THE PROBLEM = Copy the lines below, starting at the one that contains "Dear assistant, the user would like the blue" and ending at the one that contains "[249,115,383,198]", with their requests included. Raise every bounding-box coordinate in them by 37.

RECORDS FOR PROCESSING =
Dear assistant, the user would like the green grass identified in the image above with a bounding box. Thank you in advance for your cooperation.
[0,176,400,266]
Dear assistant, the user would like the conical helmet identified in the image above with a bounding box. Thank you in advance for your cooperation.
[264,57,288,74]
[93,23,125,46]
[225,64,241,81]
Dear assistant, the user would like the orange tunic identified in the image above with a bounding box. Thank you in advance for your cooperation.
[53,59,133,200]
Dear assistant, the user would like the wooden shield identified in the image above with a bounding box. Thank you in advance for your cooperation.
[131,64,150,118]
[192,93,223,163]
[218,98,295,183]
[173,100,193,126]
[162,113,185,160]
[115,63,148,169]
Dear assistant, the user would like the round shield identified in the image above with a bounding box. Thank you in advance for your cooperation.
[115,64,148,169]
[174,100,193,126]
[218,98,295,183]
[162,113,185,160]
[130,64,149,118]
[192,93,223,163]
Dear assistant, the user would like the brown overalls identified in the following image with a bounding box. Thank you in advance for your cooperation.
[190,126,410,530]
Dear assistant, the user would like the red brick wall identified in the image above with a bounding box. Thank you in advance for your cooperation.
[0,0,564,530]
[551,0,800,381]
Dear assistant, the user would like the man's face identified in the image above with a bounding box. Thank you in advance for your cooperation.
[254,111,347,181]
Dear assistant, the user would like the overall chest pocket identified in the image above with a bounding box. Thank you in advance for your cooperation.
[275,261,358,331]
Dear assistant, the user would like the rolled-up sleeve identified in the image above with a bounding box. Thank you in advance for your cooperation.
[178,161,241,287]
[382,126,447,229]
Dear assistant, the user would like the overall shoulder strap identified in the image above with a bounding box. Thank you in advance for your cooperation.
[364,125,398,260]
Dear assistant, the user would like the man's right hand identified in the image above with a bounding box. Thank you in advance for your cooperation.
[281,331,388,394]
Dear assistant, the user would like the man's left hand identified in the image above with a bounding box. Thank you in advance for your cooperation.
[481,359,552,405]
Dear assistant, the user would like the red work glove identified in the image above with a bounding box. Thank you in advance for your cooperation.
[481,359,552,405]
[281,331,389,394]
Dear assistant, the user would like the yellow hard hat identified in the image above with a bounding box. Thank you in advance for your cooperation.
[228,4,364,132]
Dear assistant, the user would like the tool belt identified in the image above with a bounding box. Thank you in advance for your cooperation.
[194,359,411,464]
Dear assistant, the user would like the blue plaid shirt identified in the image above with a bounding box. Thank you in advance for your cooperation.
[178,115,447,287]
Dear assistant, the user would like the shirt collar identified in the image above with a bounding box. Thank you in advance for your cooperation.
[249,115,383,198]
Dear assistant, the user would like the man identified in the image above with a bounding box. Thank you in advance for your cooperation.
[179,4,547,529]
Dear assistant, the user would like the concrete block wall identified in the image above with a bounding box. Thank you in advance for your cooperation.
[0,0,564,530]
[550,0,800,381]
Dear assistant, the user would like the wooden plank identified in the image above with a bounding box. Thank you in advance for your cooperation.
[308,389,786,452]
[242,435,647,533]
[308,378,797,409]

RESULT =
Dear assistant, the user would like the blue plaid shirt identified in the image above with a bounding box. Thank you in advance for your cooperation.
[215,152,484,324]
Dear assistant, the user would like the shirt collar identified in the image above with a bounding box. Thank you in advance for your cooperation.
[286,152,420,235]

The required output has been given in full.